Die britische BBC feiert ihren 100. Geburtstag

Das Vorbild für den deutschen öffentlich-rechtlichen Rundfunk

Joachim von Gottberg

Prof. Joachim von Gottberg ist Chefredakteur der Fachzeitschrift MEDIENDISKURS.

Die Idee, einen Rundfunksender mit dem Namen British Broadcasting Company zu gründen, kam zunächst von den Elektrogeräteherstellern, die ein Radioprogramm brauchten, um ihre neuen Rundfunkapparate absetzen zu können. Deshalb gründeten sie am 18. Oktober 1922 die BBC, die einen Monat später, am 15. November 1922, zum ersten Mal auf Sendung ging. Der Hörerkreis war eher übersichtlich, in London konnten ungefähr 10.000 Menschen die BBC hören, eine Ausstrahlung in Manchester erreichte ungefähr 3.000 Menschen.

Online seit 31.10.2022: https://mediendiskurs.online/beitrag/die-britische-bbc-feiert-ihren-100-geburtstag-beitrag-1122/

 

 

Aber die Erfahrung mit privater Presse war in Großbritannien nicht sehr gut, viele Menschen hatten Angst vor Falschinformationen, durch die auch Wahlen hätten beeinflusst werden können. Man hatte „die Erfahrung, dass die britische Presse während des Ersten Weltkriegs die Bevölkerung nicht immer wahrheitsgemäß informiert hatte – etwa, wenn es darum ging, wie viele Soldaten gefallen waren. […] [Das hat] dazu geführt, die BBC als öffentlich-rechtlichen Rundfunk zu gestalten, der unabhängig vom Staat und unabhängig von der Wirtschaft sein sollte und der Bevölkerung ermöglichen sollte, sich ihre eigene Meinung zu bilden.“ (Köhler 2022)

[Datensätze zur Positionsbestimmung]
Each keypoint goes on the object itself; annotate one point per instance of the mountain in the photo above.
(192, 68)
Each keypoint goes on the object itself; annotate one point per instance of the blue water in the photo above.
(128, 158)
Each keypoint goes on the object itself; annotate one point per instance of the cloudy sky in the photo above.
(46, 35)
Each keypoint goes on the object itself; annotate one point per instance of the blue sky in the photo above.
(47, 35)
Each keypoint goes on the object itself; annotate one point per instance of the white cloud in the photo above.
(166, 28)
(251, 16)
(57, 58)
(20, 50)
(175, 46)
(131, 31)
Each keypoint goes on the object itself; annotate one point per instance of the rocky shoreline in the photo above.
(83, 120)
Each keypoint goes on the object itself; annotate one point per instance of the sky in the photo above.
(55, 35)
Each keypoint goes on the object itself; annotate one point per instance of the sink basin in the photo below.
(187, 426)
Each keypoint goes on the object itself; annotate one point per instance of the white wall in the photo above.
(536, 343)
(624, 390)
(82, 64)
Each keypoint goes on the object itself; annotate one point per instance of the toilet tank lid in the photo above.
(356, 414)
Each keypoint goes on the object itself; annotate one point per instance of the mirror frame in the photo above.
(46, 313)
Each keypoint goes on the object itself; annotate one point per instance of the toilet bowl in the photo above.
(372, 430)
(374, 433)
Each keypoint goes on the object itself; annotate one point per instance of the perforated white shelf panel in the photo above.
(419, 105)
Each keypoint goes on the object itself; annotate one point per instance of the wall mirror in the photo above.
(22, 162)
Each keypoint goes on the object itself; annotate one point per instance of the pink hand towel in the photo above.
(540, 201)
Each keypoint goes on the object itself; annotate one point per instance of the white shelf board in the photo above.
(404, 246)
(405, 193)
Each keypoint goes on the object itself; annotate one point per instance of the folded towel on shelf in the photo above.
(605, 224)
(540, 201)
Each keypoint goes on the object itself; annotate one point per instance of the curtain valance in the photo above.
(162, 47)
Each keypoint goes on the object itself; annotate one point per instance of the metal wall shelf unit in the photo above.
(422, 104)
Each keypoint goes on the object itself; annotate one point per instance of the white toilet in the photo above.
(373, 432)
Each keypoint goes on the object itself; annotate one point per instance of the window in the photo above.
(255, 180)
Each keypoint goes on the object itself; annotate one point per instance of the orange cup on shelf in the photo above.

| Aufgabe 1 |
Prüfe, ob die folgenden Aussagen zum Lesetext über die BBC stimmen. Antworte bei jeder mit Ja oder Nein und zitiere die entscheidenden Worte aus dem Lesetext wörtlich.
(a) Die Idee zur Gründung der BBC kam zuerst von Elektrogeräteherstellern.
(b) Die BBC ging am 18. Oktober 1922 zum ersten Mal auf Sendung.
(c) Eine Ausstrahlung in Manchester erreichte ungefähr 10.000 Menschen.
| Aufgabe 2 |
Fasse den Lesetext über die BBC in zwei Sätzen zusammen.

| Antwort 1 |
(a) Ja: „Die Idee, einen Rundfunksender mit dem Namen British Broadcasting Company zu gründen, kam zunächst von den Elektrogeräteherstellern“
(b) Nein: „am 15. November 1922, zum ersten Mal auf Sendung ging“
(c) Nein: „eine Ausstrahlung in Manchester erreichte ungefähr 3.000 Menschen“

| Antwort 2 |
Elektrogerätehersteller, die ein Radioprogramm für den Verkauf ihrer neuen Rundfunkapparate brauchten, gründeten die BBC am 18. Oktober 1922, und am 15. November 1922 ging sie zum ersten Mal auf Sendung. Weil die britische Presse die Bevölkerung während des Ersten Weltkriegs nicht immer wahrheitsgemäß informiert hatte, wurde die BBC als öffentlich-rechtlicher Rundfunk gestaltet, der unabhängig vom Staat und von der Wirtschaft sein sollte.